§ Source records:
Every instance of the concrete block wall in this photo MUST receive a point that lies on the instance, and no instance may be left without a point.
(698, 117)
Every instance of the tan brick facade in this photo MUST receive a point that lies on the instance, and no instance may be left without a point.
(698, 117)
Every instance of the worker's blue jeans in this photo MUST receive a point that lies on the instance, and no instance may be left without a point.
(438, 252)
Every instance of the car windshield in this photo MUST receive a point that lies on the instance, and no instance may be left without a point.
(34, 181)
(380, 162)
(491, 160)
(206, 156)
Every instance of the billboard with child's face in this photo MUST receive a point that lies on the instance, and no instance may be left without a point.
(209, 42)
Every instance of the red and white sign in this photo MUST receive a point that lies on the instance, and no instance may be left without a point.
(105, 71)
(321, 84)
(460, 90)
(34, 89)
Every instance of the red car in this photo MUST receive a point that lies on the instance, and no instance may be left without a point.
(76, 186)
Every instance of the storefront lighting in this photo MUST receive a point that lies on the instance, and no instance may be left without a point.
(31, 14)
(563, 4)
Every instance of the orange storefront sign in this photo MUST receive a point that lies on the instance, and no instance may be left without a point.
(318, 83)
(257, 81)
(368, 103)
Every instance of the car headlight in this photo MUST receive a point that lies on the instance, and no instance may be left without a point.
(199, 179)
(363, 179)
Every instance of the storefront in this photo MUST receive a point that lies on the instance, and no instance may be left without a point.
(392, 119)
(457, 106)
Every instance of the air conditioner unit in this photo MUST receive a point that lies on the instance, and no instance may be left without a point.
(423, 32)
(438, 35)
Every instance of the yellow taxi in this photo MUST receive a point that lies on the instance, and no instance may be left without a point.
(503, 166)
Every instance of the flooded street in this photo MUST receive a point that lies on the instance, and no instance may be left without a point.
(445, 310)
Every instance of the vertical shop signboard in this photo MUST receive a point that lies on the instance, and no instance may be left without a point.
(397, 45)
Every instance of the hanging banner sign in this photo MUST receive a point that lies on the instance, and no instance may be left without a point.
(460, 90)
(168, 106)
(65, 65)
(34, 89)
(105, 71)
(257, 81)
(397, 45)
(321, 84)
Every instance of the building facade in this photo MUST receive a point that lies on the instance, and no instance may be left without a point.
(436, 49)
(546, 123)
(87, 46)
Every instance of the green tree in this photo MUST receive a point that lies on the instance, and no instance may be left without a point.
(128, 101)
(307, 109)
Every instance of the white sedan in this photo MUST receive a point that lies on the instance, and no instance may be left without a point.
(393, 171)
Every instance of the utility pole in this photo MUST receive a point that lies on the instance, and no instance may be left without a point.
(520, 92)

§ Directions for this task:
Return every record, leaving each line exactly as it was given.

§ Final answer:
Every instance of the concrete block wall in this photo MUST receive a point that lies on the instance, and no instance may be left without a point.
(698, 117)
Every instance of the tan brick facade in this photo MUST receive a point that lies on the instance, and no instance may be left without a point.
(698, 117)
Every instance of the worker's blue jeans in this photo MUST receive a point that lies on the instance, and no instance may be left without a point.
(438, 252)
Every instance of the car windshield in this photo MUST receive a point that lies on the instance, and no instance may be left without a point.
(34, 181)
(380, 162)
(491, 160)
(206, 156)
Every instance of the billboard with child's face in this photo MUST receive a point that lies on the instance, and no instance may be left without a point.
(209, 42)
Every instance of the red and white sign in this photo MUST receive a point that lies on the instance, and no instance may be left without a point.
(105, 71)
(321, 84)
(460, 90)
(34, 89)
Every instance of the red car in this photo MUST receive a point that lies on the instance, and no instance may be left without a point.
(76, 186)
Every instance of the storefront lighting in this photo MUST receive a point that lies on the instance, and no instance may be left without a point.
(31, 14)
(563, 4)
Every instance of the orange storefront sign in this photo MUST receive a point that lies on the instance, and no instance may be left without a point.
(318, 83)
(257, 81)
(368, 103)
Every instance of the car headlight in this photo MUST receive a point that lies on the instance, and no instance may be left without a point.
(199, 179)
(363, 179)
Every instance of the storefront in this photo MUST receive a point that lies on the instance, and no instance may be left without a point.
(392, 119)
(457, 106)
Every instance of the air conditioner unit in this photo MUST receive a point that lies on the instance, and no instance may be left without a point.
(423, 32)
(438, 35)
Every instance of the yellow taxi in this photo MUST receive a point that lies on the instance, and no instance may be left without a point.
(503, 166)
Every instance of the flooded street in this photo MUST receive a point that lies on the instance, and no instance may be left without a point.
(445, 310)
Every instance of the vertical shop signboard in this photo MUST receive a point that lies on the instance, and no instance may be left without a point.
(397, 45)
Every instance of the hanging banner sign in this photo MUST receive a point that lies on the instance, and no instance may be left without a point.
(460, 90)
(168, 106)
(65, 65)
(34, 89)
(105, 71)
(257, 81)
(397, 45)
(321, 84)
Every instance of the building facade in this photo MUST receive a point that lies on the instance, and no instance may be left without a point.
(436, 49)
(546, 123)
(87, 46)
Every instance of the green tree in this photo MUST receive a point that lies on the instance, and no instance may be left without a point.
(128, 101)
(307, 109)
Every instance of the white sedan in this photo MUST receive a point that lies on the instance, and no instance may be left without a point.
(393, 171)
Every instance of the utility pole in this photo MUST receive a point that lies on the instance, and no instance may be left without a point.
(520, 92)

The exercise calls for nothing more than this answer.